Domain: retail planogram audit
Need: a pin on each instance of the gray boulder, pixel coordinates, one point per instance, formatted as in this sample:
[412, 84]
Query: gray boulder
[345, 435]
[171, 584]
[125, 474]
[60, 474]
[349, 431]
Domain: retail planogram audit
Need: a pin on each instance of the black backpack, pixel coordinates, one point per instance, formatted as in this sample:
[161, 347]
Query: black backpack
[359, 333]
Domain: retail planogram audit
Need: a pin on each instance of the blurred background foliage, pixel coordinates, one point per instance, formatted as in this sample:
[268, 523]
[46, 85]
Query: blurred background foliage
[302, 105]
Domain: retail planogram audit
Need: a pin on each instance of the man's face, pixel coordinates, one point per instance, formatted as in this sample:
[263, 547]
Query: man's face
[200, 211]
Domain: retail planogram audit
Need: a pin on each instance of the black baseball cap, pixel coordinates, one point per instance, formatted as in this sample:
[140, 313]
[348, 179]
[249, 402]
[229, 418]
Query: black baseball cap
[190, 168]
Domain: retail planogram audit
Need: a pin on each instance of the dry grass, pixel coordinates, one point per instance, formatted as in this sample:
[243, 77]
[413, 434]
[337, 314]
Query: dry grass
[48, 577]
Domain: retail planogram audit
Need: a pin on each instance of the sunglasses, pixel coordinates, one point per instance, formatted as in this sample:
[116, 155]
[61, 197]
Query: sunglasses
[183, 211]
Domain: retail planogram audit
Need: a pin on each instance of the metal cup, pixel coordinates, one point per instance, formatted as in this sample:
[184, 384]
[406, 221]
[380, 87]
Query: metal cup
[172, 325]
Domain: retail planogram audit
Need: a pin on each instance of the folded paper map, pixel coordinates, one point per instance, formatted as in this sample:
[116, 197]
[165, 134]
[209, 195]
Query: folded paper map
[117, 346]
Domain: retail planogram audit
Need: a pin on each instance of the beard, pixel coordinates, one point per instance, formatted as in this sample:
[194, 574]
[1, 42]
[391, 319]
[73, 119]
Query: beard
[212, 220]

◆ **Task goal**:
Reproduce every line of the data without changing a word.

◆ **Task solution**:
Domain: retail planogram audit
Need: a pin on each instance of the gray boulder, pixel coordinates, one point per instance, formatted as in this sample:
[412, 84]
Query: gray boulder
[345, 435]
[171, 584]
[125, 474]
[60, 474]
[349, 431]
Domain: retail planogram audit
Need: a pin on each instance of the black backpack, pixel coordinates, one point per instance, formatted as in this sample:
[161, 347]
Query: black backpack
[359, 333]
Domain: retail planogram audit
Need: a pin on each instance of the blurred background foliage, pixel coordinates, one point per instance, formatted as in this sample:
[268, 523]
[46, 85]
Query: blurred background foliage
[302, 105]
Domain: retail planogram audit
Need: a pin on each instance of the man's face, pixel coordinates, one point per instance, formatted as in this sample:
[263, 547]
Query: man's face
[200, 211]
Domain: retail planogram audit
Need: a pin on each instance of the black baseball cap, pixel coordinates, one point per instance, formatted as in this sample:
[140, 313]
[348, 179]
[249, 402]
[229, 418]
Query: black baseball cap
[190, 168]
Domain: retail planogram audit
Need: a pin on each instance of the dry grass, pixel coordinates, one point per instance, formatted as in this sample:
[243, 77]
[413, 434]
[337, 314]
Query: dry grass
[48, 577]
Domain: retail planogram audit
Need: a pin on each instance of the sunglasses, pixel coordinates, one point per instance, formatted as in this sample:
[116, 155]
[61, 197]
Query: sunglasses
[183, 211]
Domain: retail planogram audit
Need: a pin on each instance of the metal cup, pixel coordinates, one point per instance, formatted as in this sample:
[184, 384]
[406, 221]
[380, 87]
Query: metal cup
[172, 325]
Domain: retail planogram audit
Need: a pin on each instance of the folded paper map, pixel coordinates, one point per instance, formatted as in this sample:
[116, 197]
[165, 134]
[209, 195]
Query: folded paper map
[117, 346]
Domain: retail planogram audit
Need: a pin on each instance of the beard, pixel coordinates, one point per instance, formatted as in this sample:
[194, 574]
[1, 42]
[391, 319]
[73, 119]
Query: beard
[212, 220]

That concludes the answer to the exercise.